--- DIRECTIVES ---
**1.** According to the passage on machine learning for ransomware detection, why have researchers and security experts turned to ML? Please answer in one to three sentences.
**2.** Return the part of the passage on machine learning for ransomware detection that runs from "While previous research" up to and including "identifying Android ransomware.", copied word for word.

--- TEXT BLOCK ---
+ + +

Since the preceding decade, substantial use of AI techniques, namely ML and DL, has been made in the cybersecurity discipline [11,12,13,14,15,16]. The potential of these techniques is to learn from the data that are provided and, as a result, extract valuable insights and correctly predict cases in the future. By enabling automated and intelligent analysis of intricate patterns, features, and behaviors within data, ML and DL play a significant role in malware detection [17,18,19,20,21,22,23]. These approaches enable security systems to accurately detect and classify malware with high accuracy, even as malware evolves and becomes more sophisticated. An effective solution to protect users against specifically ransomware attacks is ML-based techniques [24]. ML can be used to detect anomalous activities that are associated with ransomware attacks. ML-based security solutions can be utilized to analyze events across the network and alert administrators of the system about possible attack threats. Moreover, ML algorithms can learn and analyze past ransomware attacks data and build models that are capable of better predicting similar future attacks, which eventually helps to increase the security of systems. While ransomware has been a persistent global threat, it has continued to evolve, making traditional detection methods like signature-based approaches insufficient. As a result, researchers and security experts have turned to ML as a promising alternative for detecting and mitigating ransomware attacks. ML techniques have gained attraction in the realm of Android ransomware detection and classification [25]. These approaches leverage features, such as network traffic patterns, system calls, and file entropy to distinguish normal behaviors from malicious activities [26]. DL methods, in particular, have demonstrated remarkable efficacy in identifying various forms of malware, including ransomware, in addressing the dynamic nature of these threats.

While previous research has explored ML-based techniques for Android ransomware detection, there is still a need to comprehensively investigate their effectiveness and accuracy. As ransomware attacks on Android devices continue to rise, an ML-based model holds the potential to detect and prevent such attacks effectively. How effective is an ML-based model at detecting Android ransomware? This research question is crucial, as ransomware attacks on Android devices are becoming increasingly common, and an effective ML-based model can potentially help in detecting and preventing such attacks. Therefore, this study aims to assess the efficacy of ML and DL methods in identifying Android ransomware.

+ + +

[Stored data entries]

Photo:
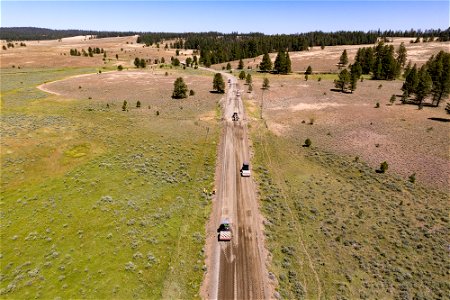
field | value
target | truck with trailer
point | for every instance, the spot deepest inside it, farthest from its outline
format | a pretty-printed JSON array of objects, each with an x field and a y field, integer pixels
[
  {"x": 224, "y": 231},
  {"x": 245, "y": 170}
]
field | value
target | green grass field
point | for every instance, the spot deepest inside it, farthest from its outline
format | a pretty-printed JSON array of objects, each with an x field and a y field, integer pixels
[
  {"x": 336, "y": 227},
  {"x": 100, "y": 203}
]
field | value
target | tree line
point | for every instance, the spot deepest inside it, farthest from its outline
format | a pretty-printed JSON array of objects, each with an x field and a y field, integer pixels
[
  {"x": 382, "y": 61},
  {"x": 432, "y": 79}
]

+ + +

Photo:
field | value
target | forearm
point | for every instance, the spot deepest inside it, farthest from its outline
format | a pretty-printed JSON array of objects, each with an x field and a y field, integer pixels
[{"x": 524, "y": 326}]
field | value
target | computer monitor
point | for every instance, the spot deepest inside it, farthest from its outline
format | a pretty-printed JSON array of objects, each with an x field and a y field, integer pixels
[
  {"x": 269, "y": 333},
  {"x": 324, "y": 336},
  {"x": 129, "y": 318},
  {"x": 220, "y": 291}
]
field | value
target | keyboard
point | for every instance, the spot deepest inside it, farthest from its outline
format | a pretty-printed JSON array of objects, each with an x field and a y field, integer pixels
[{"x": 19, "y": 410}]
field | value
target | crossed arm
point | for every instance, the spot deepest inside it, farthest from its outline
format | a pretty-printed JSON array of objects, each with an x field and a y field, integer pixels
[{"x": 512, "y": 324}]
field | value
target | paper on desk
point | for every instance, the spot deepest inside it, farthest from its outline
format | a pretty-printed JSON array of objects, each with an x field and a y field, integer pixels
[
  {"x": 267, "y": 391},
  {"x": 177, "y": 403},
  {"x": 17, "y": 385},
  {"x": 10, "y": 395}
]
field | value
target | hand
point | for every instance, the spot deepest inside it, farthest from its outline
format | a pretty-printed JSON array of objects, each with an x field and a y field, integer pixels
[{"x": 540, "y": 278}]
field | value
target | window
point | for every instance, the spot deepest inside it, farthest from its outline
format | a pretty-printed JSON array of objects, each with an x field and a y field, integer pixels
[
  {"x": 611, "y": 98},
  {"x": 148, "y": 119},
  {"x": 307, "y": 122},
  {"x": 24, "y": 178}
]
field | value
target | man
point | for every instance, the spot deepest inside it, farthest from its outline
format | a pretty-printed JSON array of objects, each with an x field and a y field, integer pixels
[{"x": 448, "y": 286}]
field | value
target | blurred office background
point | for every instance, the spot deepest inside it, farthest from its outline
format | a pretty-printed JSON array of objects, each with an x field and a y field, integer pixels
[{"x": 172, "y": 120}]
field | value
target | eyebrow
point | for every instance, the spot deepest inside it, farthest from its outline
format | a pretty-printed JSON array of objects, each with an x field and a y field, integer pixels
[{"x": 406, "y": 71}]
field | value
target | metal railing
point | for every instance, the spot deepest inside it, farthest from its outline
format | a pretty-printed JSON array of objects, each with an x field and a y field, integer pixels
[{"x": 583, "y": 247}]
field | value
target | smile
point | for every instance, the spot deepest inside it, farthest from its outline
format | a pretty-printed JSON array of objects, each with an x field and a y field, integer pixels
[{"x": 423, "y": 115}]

+ + +

--- TASK-BY-TASK ANSWERS ---
**1.** Ransomware has kept evolving, which has made traditional detection methods such as signature-based approaches insufficient. As a result, researchers and security experts have turned to ML as a promising alternative for detecting and mitigating ransomware attacks.

**2.**
While previous research has explored ML-based techniques for Android ransomware detection, there is still a need to comprehensively investigate their effectiveness and accuracy. As ransomware attacks on Android devices continue to rise, an ML-based model holds the potential to detect and prevent such attacks effectively. How effective is an ML-based model at detecting Android ransomware? This research question is crucial, as ransomware attacks on Android devices are becoming increasingly common, and an effective ML-based model can potentially help in detecting and preventing such attacks. Therefore, this study aims to assess the efficacy of ML and DL methods in identifying Android ransomware.